### Data shown
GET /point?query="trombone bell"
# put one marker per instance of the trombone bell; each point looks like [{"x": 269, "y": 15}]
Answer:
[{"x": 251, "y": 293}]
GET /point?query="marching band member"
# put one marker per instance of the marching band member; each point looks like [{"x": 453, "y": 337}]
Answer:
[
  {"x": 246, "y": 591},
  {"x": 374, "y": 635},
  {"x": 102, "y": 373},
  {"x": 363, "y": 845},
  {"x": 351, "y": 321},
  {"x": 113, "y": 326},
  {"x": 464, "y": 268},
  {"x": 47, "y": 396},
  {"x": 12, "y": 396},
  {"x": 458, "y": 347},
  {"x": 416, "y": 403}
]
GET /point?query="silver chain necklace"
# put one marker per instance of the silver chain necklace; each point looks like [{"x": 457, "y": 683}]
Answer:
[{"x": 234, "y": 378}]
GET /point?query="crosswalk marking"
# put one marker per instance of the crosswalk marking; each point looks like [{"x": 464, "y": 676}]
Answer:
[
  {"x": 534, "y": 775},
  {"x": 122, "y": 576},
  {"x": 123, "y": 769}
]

### The task
Print out all the material above, unaltered.

### Expected output
GET /point?query="trombone bell"
# put one marker per instance of the trombone bell; each point looks like [{"x": 269, "y": 15}]
Answer:
[{"x": 251, "y": 293}]
GET /point?query="marching band member"
# put one marker per instance of the marching band member; each point looks like [{"x": 453, "y": 337}]
Answer:
[
  {"x": 246, "y": 591},
  {"x": 374, "y": 635},
  {"x": 102, "y": 373},
  {"x": 363, "y": 845},
  {"x": 351, "y": 321},
  {"x": 113, "y": 326},
  {"x": 464, "y": 268},
  {"x": 47, "y": 396},
  {"x": 12, "y": 396},
  {"x": 458, "y": 347},
  {"x": 416, "y": 403}
]
GET /point?query="silver chain necklace"
# put one marker per instance of the silver chain necklace; each point looks like [{"x": 457, "y": 683}]
Answer:
[{"x": 234, "y": 378}]
GET /point?query="crosswalk marking"
# put one marker per instance of the crosswalk marking; each point looks like [{"x": 464, "y": 676}]
Answer:
[
  {"x": 534, "y": 775},
  {"x": 122, "y": 576},
  {"x": 123, "y": 769}
]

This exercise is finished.